DIRECTIVES =
1. According to the article on machine learning memory limits, how much memory does each chip in a Google TPU2 Pod have?
2. Using the article on machine learning memory limits, explain why the 500GB of high bandwidth memory in a DGX-2 does not solve the memory problem.

══ SELECTED EXCERPT

Challenging Memory Requirements and Performance Standards in ML

Photo Credit: Thomas Kelley (via Unsplash)

Everything we know about memory requirements in machine learning may be wrong. 

Today, when data scientists process deep learning models using a “throughput computing” device like a GPU, TPU, or similar hardware accelerator, they’re likely faced with a decision to shrink their model or input size to fit within the device’s memory limitations. Training a large, deep neural network (or even a wide, shallow one) on a single GPU, in many cases, may be impossible.

Ever wonder why on the original Resnet 152, the winner of the ILSVRC-2015 image detection competition had 152 layers and not 153? Is it a coincidence that the parameters in 152 layers have a memory footprint of slightly less than 12G, while 153 layers go beyond 12G (the standard size of GPU memory at the time)? 

As NVIDIA’s Chief Scientist Bill Dally admits: deep learning remains “completely gated by hardware.” If the images in ImageNet were larger than 224x224, than one would have to reduce the batch size, or cut the number of Resnet model layers, or shrink a high-resolution photograph to a smaller 224x224 image. Any one of these options would most likely result in a loss of prediction accuracy.

Today’s massive GPU or TPU compute pods generate tens or even hundreds of teraflops of performance, but do not really solve this memory problem. When a DGX-2 is said to have 500GB of high bandwidth memory (HBM) memory, this memory is actually split across 16 GPUs. During training, a copy of the model must fit in the 32G of expensive HBM memory in each GPU (model parallel training across GPUs is a myth). The same goes for the Google TPU2 Pod, which is boasted to have 4TB of shared HBM memory. What this actually means is that each of the 256 TPU2 chips has 16GB of memory and the model and parameters must fit in these 16GB during training -- or bye bye speedup. So, on a DGX-2 or a TPU pod, one can train Resnet 152 on ImageNet, but still not Resnet 200. One can run 224x224 size images, but definitely not 4K images.

In other words, as our inputs get larger, as we add video, and as we aim to train deeper and larger models to accurately analyze them, the memory limitations of our dedicated accelerator hardware devices will continue to hinder discovery and innovation.

Why would we allow these limitations to prevent us from developing a Resnet-500 (and beyond)? 

The High Throughput Conundrum

There’s one big reason memory requirements are failing us: Our industry is obsessed with the idea that deep learning hardware, like the brain, is about throughput computing, where more compute power equals better performance. Measuring performance in FLOPS per cycle has become the industry standard, and the accelerators that generate these FLOPS run thousands of parallel compute cores -- which require expensive and size-limited HBM memory.

════
══ DATA EXTRACT

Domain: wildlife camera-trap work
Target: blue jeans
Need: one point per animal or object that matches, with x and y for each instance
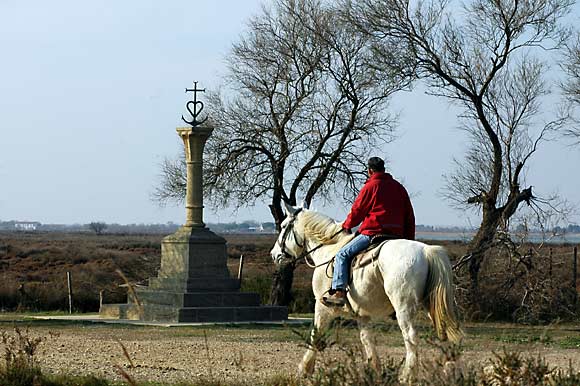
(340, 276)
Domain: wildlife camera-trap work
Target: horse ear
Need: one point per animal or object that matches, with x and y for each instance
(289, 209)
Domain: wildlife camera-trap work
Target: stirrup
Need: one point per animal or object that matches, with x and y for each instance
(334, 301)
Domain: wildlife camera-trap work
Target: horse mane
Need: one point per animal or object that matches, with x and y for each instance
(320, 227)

════
══ DATA EXTRACT

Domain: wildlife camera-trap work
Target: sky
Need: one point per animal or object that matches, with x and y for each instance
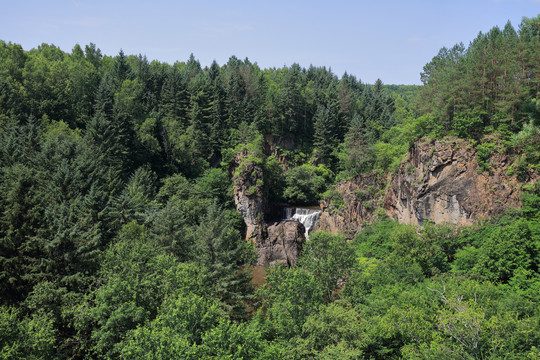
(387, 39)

════

PER-TASK OUTPUTS =
1. 16GB.

2. The 500GB is split across 16 GPUs. During training, a copy of the model must fit in the 32G of HBM memory in each GPU, so each GPU's own 32G still limits model size.